──────── Source information
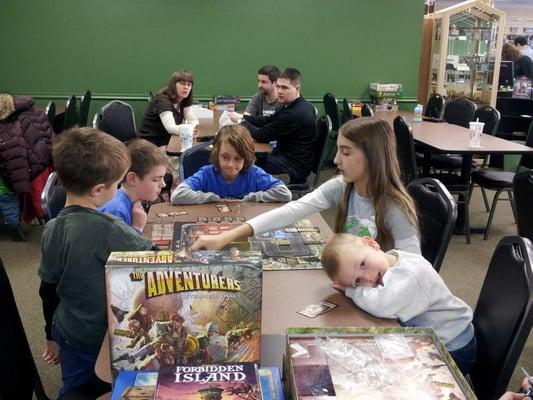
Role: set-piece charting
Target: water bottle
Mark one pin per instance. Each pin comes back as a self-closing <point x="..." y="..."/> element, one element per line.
<point x="418" y="113"/>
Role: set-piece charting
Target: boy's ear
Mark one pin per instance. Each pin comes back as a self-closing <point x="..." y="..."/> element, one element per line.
<point x="98" y="189"/>
<point x="368" y="241"/>
<point x="131" y="178"/>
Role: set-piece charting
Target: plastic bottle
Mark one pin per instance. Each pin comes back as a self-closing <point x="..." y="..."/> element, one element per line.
<point x="418" y="113"/>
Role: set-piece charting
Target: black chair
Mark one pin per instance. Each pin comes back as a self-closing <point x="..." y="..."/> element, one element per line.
────────────────
**What to work on**
Nothing but the pictures should be left out when the material above is copied.

**Task solution**
Role: set-piece charting
Target: water bottle
Mark one pin per instance. Each pin comes back as a self-closing <point x="..." y="..."/> element, one element per line.
<point x="418" y="113"/>
Role: set-piece charting
Target: boy's ear
Mark one pin per instance. Each pin comes back as a self-closing <point x="..." y="..."/> element, one element per line.
<point x="98" y="189"/>
<point x="368" y="241"/>
<point x="131" y="178"/>
Role: set-piece charting
Target: plastic bottle
Mark one pin per instance. Each pin comes back as a self-closing <point x="..." y="..."/> element, one element per line.
<point x="418" y="113"/>
Role: set-piece charting
Target: black chair
Mark one pin per instance. Each pin comes back as a self-closing <point x="..." y="..."/> element, one element per line.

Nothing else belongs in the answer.